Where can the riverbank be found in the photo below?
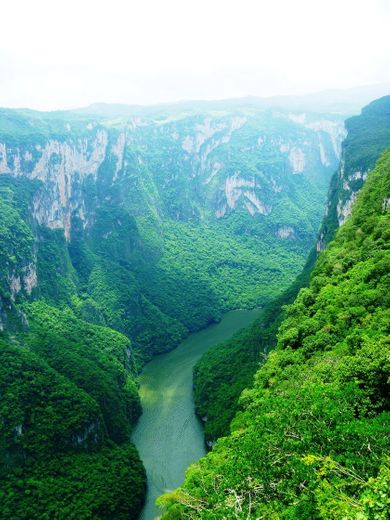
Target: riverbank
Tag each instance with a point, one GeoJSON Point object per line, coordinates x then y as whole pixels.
{"type": "Point", "coordinates": [169, 436]}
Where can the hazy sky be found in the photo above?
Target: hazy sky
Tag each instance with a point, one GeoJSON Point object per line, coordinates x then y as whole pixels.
{"type": "Point", "coordinates": [69, 53]}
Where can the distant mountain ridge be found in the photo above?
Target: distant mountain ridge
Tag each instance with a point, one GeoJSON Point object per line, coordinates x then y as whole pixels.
{"type": "Point", "coordinates": [342, 101]}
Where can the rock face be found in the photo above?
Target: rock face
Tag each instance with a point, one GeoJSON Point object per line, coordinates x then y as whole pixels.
{"type": "Point", "coordinates": [198, 152]}
{"type": "Point", "coordinates": [368, 136]}
{"type": "Point", "coordinates": [139, 192]}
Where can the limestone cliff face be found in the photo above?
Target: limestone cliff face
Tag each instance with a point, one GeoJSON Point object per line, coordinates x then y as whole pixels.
{"type": "Point", "coordinates": [220, 164]}
{"type": "Point", "coordinates": [368, 136]}
{"type": "Point", "coordinates": [264, 165]}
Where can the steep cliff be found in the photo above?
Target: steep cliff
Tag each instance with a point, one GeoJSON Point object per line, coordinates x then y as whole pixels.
{"type": "Point", "coordinates": [223, 373]}
{"type": "Point", "coordinates": [311, 438]}
{"type": "Point", "coordinates": [136, 212]}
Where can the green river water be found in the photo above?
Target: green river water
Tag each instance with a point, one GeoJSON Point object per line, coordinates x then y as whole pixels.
{"type": "Point", "coordinates": [169, 436]}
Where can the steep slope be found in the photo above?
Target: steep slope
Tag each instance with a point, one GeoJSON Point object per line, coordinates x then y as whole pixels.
{"type": "Point", "coordinates": [311, 440]}
{"type": "Point", "coordinates": [223, 373]}
{"type": "Point", "coordinates": [131, 228]}
{"type": "Point", "coordinates": [136, 212]}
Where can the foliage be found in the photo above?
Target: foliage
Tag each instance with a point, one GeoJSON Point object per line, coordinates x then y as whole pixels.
{"type": "Point", "coordinates": [311, 440]}
{"type": "Point", "coordinates": [226, 370]}
{"type": "Point", "coordinates": [108, 484]}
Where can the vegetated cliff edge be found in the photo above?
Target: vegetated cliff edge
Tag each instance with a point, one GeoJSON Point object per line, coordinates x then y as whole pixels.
{"type": "Point", "coordinates": [137, 212]}
{"type": "Point", "coordinates": [311, 438]}
{"type": "Point", "coordinates": [223, 372]}
{"type": "Point", "coordinates": [118, 229]}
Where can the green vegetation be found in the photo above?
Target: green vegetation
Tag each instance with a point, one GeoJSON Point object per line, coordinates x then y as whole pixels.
{"type": "Point", "coordinates": [311, 439]}
{"type": "Point", "coordinates": [368, 137]}
{"type": "Point", "coordinates": [225, 371]}
{"type": "Point", "coordinates": [69, 397]}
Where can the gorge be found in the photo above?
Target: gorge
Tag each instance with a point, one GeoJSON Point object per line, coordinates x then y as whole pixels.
{"type": "Point", "coordinates": [127, 231]}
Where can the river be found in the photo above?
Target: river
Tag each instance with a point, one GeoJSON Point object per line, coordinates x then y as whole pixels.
{"type": "Point", "coordinates": [169, 436]}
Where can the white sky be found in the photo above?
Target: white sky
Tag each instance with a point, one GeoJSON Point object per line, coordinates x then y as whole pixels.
{"type": "Point", "coordinates": [69, 53]}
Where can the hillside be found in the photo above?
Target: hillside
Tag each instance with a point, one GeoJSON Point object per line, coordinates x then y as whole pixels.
{"type": "Point", "coordinates": [118, 236]}
{"type": "Point", "coordinates": [311, 439]}
{"type": "Point", "coordinates": [219, 206]}
{"type": "Point", "coordinates": [223, 373]}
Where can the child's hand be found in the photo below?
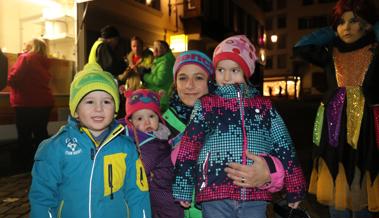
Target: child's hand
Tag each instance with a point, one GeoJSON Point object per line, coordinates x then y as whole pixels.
{"type": "Point", "coordinates": [294, 205]}
{"type": "Point", "coordinates": [185, 204]}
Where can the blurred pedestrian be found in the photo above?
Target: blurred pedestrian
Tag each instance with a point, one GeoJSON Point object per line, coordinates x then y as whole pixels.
{"type": "Point", "coordinates": [139, 63]}
{"type": "Point", "coordinates": [31, 97]}
{"type": "Point", "coordinates": [104, 51]}
{"type": "Point", "coordinates": [160, 77]}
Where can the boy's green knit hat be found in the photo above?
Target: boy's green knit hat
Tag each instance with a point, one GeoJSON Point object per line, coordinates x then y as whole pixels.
{"type": "Point", "coordinates": [92, 78]}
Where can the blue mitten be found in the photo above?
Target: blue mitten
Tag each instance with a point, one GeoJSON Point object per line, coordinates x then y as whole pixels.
{"type": "Point", "coordinates": [319, 37]}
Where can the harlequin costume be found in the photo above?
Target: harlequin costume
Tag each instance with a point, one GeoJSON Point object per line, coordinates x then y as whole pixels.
{"type": "Point", "coordinates": [346, 130]}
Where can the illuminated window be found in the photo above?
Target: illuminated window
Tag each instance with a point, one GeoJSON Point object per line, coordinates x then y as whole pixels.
{"type": "Point", "coordinates": [156, 4]}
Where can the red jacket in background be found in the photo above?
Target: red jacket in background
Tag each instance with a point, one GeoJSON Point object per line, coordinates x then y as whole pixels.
{"type": "Point", "coordinates": [29, 80]}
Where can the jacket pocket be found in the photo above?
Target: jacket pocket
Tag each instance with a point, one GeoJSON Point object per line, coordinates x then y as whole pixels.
{"type": "Point", "coordinates": [204, 172]}
{"type": "Point", "coordinates": [114, 173]}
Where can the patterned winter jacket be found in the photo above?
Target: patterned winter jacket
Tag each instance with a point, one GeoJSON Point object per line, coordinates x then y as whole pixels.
{"type": "Point", "coordinates": [222, 127]}
{"type": "Point", "coordinates": [72, 178]}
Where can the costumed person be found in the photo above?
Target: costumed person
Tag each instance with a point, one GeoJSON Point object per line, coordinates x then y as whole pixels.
{"type": "Point", "coordinates": [104, 51]}
{"type": "Point", "coordinates": [89, 168]}
{"type": "Point", "coordinates": [346, 131]}
{"type": "Point", "coordinates": [224, 125]}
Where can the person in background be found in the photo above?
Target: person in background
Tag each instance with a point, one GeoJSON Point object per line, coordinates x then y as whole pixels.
{"type": "Point", "coordinates": [224, 125]}
{"type": "Point", "coordinates": [31, 97]}
{"type": "Point", "coordinates": [104, 51]}
{"type": "Point", "coordinates": [3, 70]}
{"type": "Point", "coordinates": [345, 173]}
{"type": "Point", "coordinates": [145, 125]}
{"type": "Point", "coordinates": [160, 77]}
{"type": "Point", "coordinates": [89, 168]}
{"type": "Point", "coordinates": [140, 61]}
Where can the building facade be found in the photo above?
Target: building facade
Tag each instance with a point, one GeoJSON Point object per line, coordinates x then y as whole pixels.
{"type": "Point", "coordinates": [289, 20]}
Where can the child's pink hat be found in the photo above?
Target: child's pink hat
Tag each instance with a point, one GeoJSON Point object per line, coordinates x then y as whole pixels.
{"type": "Point", "coordinates": [239, 49]}
{"type": "Point", "coordinates": [142, 99]}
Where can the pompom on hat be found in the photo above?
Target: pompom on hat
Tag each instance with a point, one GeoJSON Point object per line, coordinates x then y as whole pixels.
{"type": "Point", "coordinates": [238, 49]}
{"type": "Point", "coordinates": [194, 57]}
{"type": "Point", "coordinates": [142, 99]}
{"type": "Point", "coordinates": [92, 78]}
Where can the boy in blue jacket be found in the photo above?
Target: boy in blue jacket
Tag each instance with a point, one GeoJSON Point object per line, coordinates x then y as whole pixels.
{"type": "Point", "coordinates": [89, 169]}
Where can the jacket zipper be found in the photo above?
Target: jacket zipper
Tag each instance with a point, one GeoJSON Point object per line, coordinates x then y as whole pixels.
{"type": "Point", "coordinates": [110, 178]}
{"type": "Point", "coordinates": [114, 134]}
{"type": "Point", "coordinates": [242, 110]}
{"type": "Point", "coordinates": [241, 104]}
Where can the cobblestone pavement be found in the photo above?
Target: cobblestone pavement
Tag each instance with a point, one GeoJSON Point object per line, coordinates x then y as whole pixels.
{"type": "Point", "coordinates": [14, 196]}
{"type": "Point", "coordinates": [14, 199]}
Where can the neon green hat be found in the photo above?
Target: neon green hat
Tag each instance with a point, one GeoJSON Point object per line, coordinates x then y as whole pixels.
{"type": "Point", "coordinates": [92, 78]}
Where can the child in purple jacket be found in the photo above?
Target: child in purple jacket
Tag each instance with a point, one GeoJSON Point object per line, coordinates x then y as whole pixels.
{"type": "Point", "coordinates": [145, 125]}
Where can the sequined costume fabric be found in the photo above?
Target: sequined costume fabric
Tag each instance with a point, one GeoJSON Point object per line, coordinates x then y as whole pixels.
{"type": "Point", "coordinates": [351, 67]}
{"type": "Point", "coordinates": [346, 151]}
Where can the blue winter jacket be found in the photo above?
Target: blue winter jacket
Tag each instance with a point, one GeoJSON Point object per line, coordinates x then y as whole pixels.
{"type": "Point", "coordinates": [72, 178]}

:: WHAT THE TASK REQUIRES ::
Your copy should hold only the lines above from the one containing "Where can the green vegetation" through the one containing "Target: blurred pedestrian", exactly as written and free of pictures.

:: TASK OUTPUT ::
Where can the green vegetation be found in the photo above?
Target: green vegetation
Tag each instance with a point, one GeoJSON Point object per line, coordinates x then y as whole pixels.
{"type": "Point", "coordinates": [311, 439]}
{"type": "Point", "coordinates": [368, 137]}
{"type": "Point", "coordinates": [225, 371]}
{"type": "Point", "coordinates": [69, 397]}
Where can the gorge be found in the photo above?
Target: gorge
Tag each instance with a point, one GeoJSON Point object per line, coordinates x then y as whole pixels.
{"type": "Point", "coordinates": [127, 231]}
Where can the river be found in the photo above?
Target: river
Tag each instance with a point, one GeoJSON Point object per line, coordinates x then y as whole pixels.
{"type": "Point", "coordinates": [169, 436]}
Where can the white sky be found in the photo above?
Target: white sky
Tag each instance with a point, one GeoJSON Point object per line, coordinates x then y as whole pixels.
{"type": "Point", "coordinates": [69, 53]}
Where can the hillside be found in the photo above?
Target: hillside
Tag each instance with a point, one GeoJSON Point object per line, coordinates x then y as whole pixels.
{"type": "Point", "coordinates": [118, 236]}
{"type": "Point", "coordinates": [311, 439]}
{"type": "Point", "coordinates": [219, 206]}
{"type": "Point", "coordinates": [223, 373]}
Where can the child's hand be found in the photo below?
Target: child's hand
Tag each instance with a point, one GeoJSON Point object per line, coordinates x then y as whole pixels.
{"type": "Point", "coordinates": [294, 205]}
{"type": "Point", "coordinates": [185, 204]}
Where can the blurred pedestrian be found in the photo above?
Target: blurred pedestrian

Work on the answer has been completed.